## TASKS
• a. In the passage on dog skin allergies and thyroid testing, which two hormones does the thyroid gland make from iodine?
• b. Quote the passage on dog skin allergies and thyroid testing from "Sometimes skin allergies" to "with careful palpation.".
• c. Continue the passage on dog skin allergies and thyroid testing from its last sentence.

## EXCERPTED PASSAGE
While some skin conditions such as a flea infestation are obvious signs of skin allergy and related secondary conditions, many ‘skin allergy’ conditions can actually be things that are more serious and more dangerous to your dog.
Sometimes skin allergies can be combined with other medical conditions.
Skin scrapings and fungal tests are typically the first two tests performed for dog skin allergies that can reveal other causes rather than actual skin allergy things – however one big one that vets are using is a thyroid test.
Why thyroid testing for dogs with skin allergies?
Hypothyroidism (An under active thyroid gland on your dog) can cause skin conditions (that look like allergies), although dogs with ONLY hypothyroidism are usually not very pruritic (skin condition most common with skin allergy).
The thyroid gland is a small gland located at the throat), – it has two lobes, and can be felt with careful palpation.
The most common hormone problem in dogs is hypothyroidism. This term is when the thyroid gland does not secrete enough of the thyroid hormone called thyroxine. When this happens many internal organs of the dog are affected. The thyroid gland takes iodine (usually collected from food intake) and converts it into the two main thyroid hormones; thyroxine (T4) and triiodothyronine (T3). T4 & T3 then course through the bloodstream and affect the metabolism of EVERY cell in the body. This is why either under or over creation of these hormones is bad.
The control the level of these hormones (T3 and T4) happens in the hypothalamus (brain part) and pituitary (another gland) that secretes chemicals called releasing factors.

## DATA SECTION
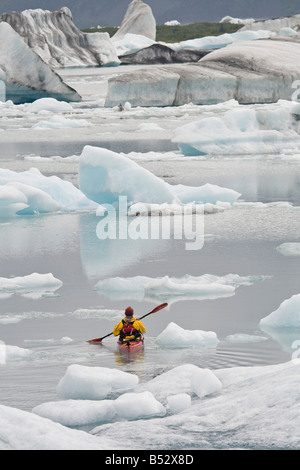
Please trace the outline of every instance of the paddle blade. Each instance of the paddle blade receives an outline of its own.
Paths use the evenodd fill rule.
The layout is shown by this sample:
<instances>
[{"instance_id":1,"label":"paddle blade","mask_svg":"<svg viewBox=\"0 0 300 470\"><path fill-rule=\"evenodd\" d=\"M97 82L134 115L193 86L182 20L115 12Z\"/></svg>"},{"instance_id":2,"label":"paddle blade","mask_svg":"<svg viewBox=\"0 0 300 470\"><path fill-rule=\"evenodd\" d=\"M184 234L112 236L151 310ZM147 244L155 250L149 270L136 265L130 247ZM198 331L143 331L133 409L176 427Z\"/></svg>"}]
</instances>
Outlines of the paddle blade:
<instances>
[{"instance_id":1,"label":"paddle blade","mask_svg":"<svg viewBox=\"0 0 300 470\"><path fill-rule=\"evenodd\" d=\"M150 313L155 313L161 310L162 308L166 308L168 304L165 302L164 304L158 305L158 307L155 307Z\"/></svg>"}]
</instances>

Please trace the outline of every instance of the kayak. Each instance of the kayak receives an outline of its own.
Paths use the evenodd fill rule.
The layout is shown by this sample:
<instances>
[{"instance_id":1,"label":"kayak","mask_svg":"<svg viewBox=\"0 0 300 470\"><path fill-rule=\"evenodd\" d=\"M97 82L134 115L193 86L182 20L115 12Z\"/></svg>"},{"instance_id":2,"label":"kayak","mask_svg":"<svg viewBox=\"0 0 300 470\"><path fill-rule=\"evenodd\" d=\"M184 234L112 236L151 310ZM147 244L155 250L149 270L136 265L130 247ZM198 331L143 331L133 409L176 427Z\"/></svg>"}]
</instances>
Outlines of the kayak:
<instances>
[{"instance_id":1,"label":"kayak","mask_svg":"<svg viewBox=\"0 0 300 470\"><path fill-rule=\"evenodd\" d=\"M119 351L122 353L137 353L144 348L144 338L137 341L118 341Z\"/></svg>"}]
</instances>

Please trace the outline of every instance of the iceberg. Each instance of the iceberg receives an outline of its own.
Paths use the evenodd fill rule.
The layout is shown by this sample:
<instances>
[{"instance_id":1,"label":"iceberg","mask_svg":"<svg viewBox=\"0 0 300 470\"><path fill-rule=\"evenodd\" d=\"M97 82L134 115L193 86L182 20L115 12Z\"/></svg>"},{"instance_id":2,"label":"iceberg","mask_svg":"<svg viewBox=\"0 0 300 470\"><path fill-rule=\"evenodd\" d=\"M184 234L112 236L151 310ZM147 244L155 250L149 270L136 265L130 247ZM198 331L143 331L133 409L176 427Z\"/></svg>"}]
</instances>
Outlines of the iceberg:
<instances>
[{"instance_id":1,"label":"iceberg","mask_svg":"<svg viewBox=\"0 0 300 470\"><path fill-rule=\"evenodd\" d=\"M169 303L182 298L216 299L234 295L238 286L250 286L254 282L265 280L265 276L239 276L228 274L215 276L157 277L148 276L111 277L100 280L95 289L101 295L111 299L160 299Z\"/></svg>"},{"instance_id":2,"label":"iceberg","mask_svg":"<svg viewBox=\"0 0 300 470\"><path fill-rule=\"evenodd\" d=\"M37 168L20 173L0 169L0 218L96 207L72 183L44 176Z\"/></svg>"},{"instance_id":3,"label":"iceberg","mask_svg":"<svg viewBox=\"0 0 300 470\"><path fill-rule=\"evenodd\" d=\"M80 156L79 187L98 204L118 203L120 196L127 197L128 205L195 201L232 204L240 197L236 191L215 185L170 185L122 154L91 146L85 146Z\"/></svg>"},{"instance_id":4,"label":"iceberg","mask_svg":"<svg viewBox=\"0 0 300 470\"><path fill-rule=\"evenodd\" d=\"M268 29L269 31L273 31L276 34L280 34L280 32L284 28L290 28L299 32L300 15L291 15L281 18L270 18L266 20L251 21L249 23L246 23L240 29L240 31L257 31L260 29Z\"/></svg>"},{"instance_id":5,"label":"iceberg","mask_svg":"<svg viewBox=\"0 0 300 470\"><path fill-rule=\"evenodd\" d=\"M282 243L276 250L284 256L300 256L300 243Z\"/></svg>"},{"instance_id":6,"label":"iceberg","mask_svg":"<svg viewBox=\"0 0 300 470\"><path fill-rule=\"evenodd\" d=\"M131 406L133 402L134 407ZM152 393L144 391L123 393L115 400L82 399L42 403L33 408L32 412L63 426L84 427L162 417L166 414L166 409Z\"/></svg>"},{"instance_id":7,"label":"iceberg","mask_svg":"<svg viewBox=\"0 0 300 470\"><path fill-rule=\"evenodd\" d=\"M166 349L215 348L219 342L213 331L185 330L171 322L155 340L156 344Z\"/></svg>"},{"instance_id":8,"label":"iceberg","mask_svg":"<svg viewBox=\"0 0 300 470\"><path fill-rule=\"evenodd\" d=\"M170 369L147 383L141 383L136 391L147 390L163 404L171 395L187 394L192 398L204 398L218 394L222 383L214 372L194 364L183 364Z\"/></svg>"},{"instance_id":9,"label":"iceberg","mask_svg":"<svg viewBox=\"0 0 300 470\"><path fill-rule=\"evenodd\" d=\"M6 22L0 22L0 43L0 79L5 84L6 100L16 104L45 96L63 101L81 100Z\"/></svg>"},{"instance_id":10,"label":"iceberg","mask_svg":"<svg viewBox=\"0 0 300 470\"><path fill-rule=\"evenodd\" d=\"M32 273L23 277L0 277L0 298L14 294L29 298L53 295L63 285L52 273Z\"/></svg>"},{"instance_id":11,"label":"iceberg","mask_svg":"<svg viewBox=\"0 0 300 470\"><path fill-rule=\"evenodd\" d=\"M122 24L113 36L113 42L127 33L142 35L151 40L156 38L156 21L149 5L133 0L127 8Z\"/></svg>"},{"instance_id":12,"label":"iceberg","mask_svg":"<svg viewBox=\"0 0 300 470\"><path fill-rule=\"evenodd\" d=\"M240 106L221 117L204 118L175 129L172 141L186 156L299 151L298 108L282 100L268 108Z\"/></svg>"},{"instance_id":13,"label":"iceberg","mask_svg":"<svg viewBox=\"0 0 300 470\"><path fill-rule=\"evenodd\" d=\"M57 394L60 398L102 400L112 391L131 389L138 382L137 375L121 370L72 364L59 381Z\"/></svg>"},{"instance_id":14,"label":"iceberg","mask_svg":"<svg viewBox=\"0 0 300 470\"><path fill-rule=\"evenodd\" d=\"M119 59L122 65L128 64L175 64L186 62L198 62L202 57L210 52L210 50L174 50L165 44L154 43L145 47L136 49L136 41L133 47L125 40L120 41L117 48L120 49ZM123 55L124 54L124 55Z\"/></svg>"},{"instance_id":15,"label":"iceberg","mask_svg":"<svg viewBox=\"0 0 300 470\"><path fill-rule=\"evenodd\" d=\"M157 65L112 77L105 106L126 101L145 107L211 105L232 99L240 104L289 101L292 84L300 75L297 37L239 40L195 64ZM195 43L190 47L195 48Z\"/></svg>"},{"instance_id":16,"label":"iceberg","mask_svg":"<svg viewBox=\"0 0 300 470\"><path fill-rule=\"evenodd\" d=\"M277 310L259 322L265 328L300 328L300 294L284 300Z\"/></svg>"},{"instance_id":17,"label":"iceberg","mask_svg":"<svg viewBox=\"0 0 300 470\"><path fill-rule=\"evenodd\" d=\"M119 449L115 439L69 429L34 413L0 405L0 450Z\"/></svg>"},{"instance_id":18,"label":"iceberg","mask_svg":"<svg viewBox=\"0 0 300 470\"><path fill-rule=\"evenodd\" d=\"M188 393L177 393L167 397L167 409L170 413L181 413L192 406L192 399Z\"/></svg>"},{"instance_id":19,"label":"iceberg","mask_svg":"<svg viewBox=\"0 0 300 470\"><path fill-rule=\"evenodd\" d=\"M50 67L86 67L118 65L116 50L108 33L83 33L73 23L72 13L64 7L58 11L25 10L0 15L28 47Z\"/></svg>"}]
</instances>

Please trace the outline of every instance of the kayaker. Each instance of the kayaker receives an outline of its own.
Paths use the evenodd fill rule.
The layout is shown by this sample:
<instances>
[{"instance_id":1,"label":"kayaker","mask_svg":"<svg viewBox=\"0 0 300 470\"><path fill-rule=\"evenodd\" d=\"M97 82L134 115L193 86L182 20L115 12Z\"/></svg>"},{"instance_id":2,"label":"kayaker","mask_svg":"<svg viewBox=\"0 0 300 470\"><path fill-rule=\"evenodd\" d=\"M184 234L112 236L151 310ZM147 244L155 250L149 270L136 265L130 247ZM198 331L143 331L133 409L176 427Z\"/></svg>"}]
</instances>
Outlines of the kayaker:
<instances>
[{"instance_id":1,"label":"kayaker","mask_svg":"<svg viewBox=\"0 0 300 470\"><path fill-rule=\"evenodd\" d=\"M133 308L127 307L125 317L115 325L113 334L119 336L121 341L134 341L138 340L145 331L146 328L143 323L134 317Z\"/></svg>"}]
</instances>

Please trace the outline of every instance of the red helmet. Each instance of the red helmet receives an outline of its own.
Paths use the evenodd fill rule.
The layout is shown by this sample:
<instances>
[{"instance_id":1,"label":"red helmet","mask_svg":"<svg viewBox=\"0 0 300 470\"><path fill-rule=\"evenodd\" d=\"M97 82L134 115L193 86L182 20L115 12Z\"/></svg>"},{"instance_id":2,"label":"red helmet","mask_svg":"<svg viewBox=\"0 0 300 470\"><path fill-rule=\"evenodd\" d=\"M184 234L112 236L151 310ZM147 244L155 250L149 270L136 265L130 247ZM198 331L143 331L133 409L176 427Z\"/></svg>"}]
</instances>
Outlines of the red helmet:
<instances>
[{"instance_id":1,"label":"red helmet","mask_svg":"<svg viewBox=\"0 0 300 470\"><path fill-rule=\"evenodd\" d=\"M126 317L132 317L133 316L133 308L132 307L127 307L125 310L125 316Z\"/></svg>"}]
</instances>

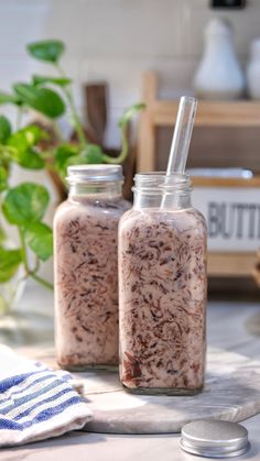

## RESULTS IN ORDER
• a. Thyroxine (T4) and triiodothyronine (T3).

• b.
Sometimes skin allergies can be combined with other medical conditions.
Skin scrapings and fungal tests are typically the first two tests performed for dog skin allergies that can reveal other causes rather than actual skin allergy things – however one big one that vets are using is a thyroid test.
Why thyroid testing for dogs with skin allergies?
Hypothyroidism (An under active thyroid gland on your dog) can cause skin conditions (that look like allergies), although dogs with ONLY hypothyroidism are usually not very pruritic (skin condition most common with skin allergy).
The thyroid gland is a small gland located at the throat), – it has two lobes, and can be felt with careful palpation.

• c.
While the hypothalamous and pituary control other functions in the body for the thryoid gland, they secrete a releasing factor called thyroid stimulating hormone (TSH).
It is the amount of TSH in the blood stream of your dog that that tells the properly functioning thryoid gland how much thyroxine to secrete. Thyroxine circulates throughout the bloodstream and affects almost all organs. It plays a major role in controlling metabolism, and is needed for growth of all cells.
It is a curious artefact of the symptoms of hypo-thyroidism (too little thyroxine) that the skin of the dog is altered to mimic allergy symptoms.
Thyroxine affects many internal dog organs including mental dullness, lethargy, obesity, and heat seeking behavior although not in all dogs.
One symptom shared by many dogs is skin symptoms that can include symmetrical hair loss (alopecia) along the dog trunk. You will find that a dog with hypo-thyroidism has hair that easily falls out, grows back slowly, and sheds more often.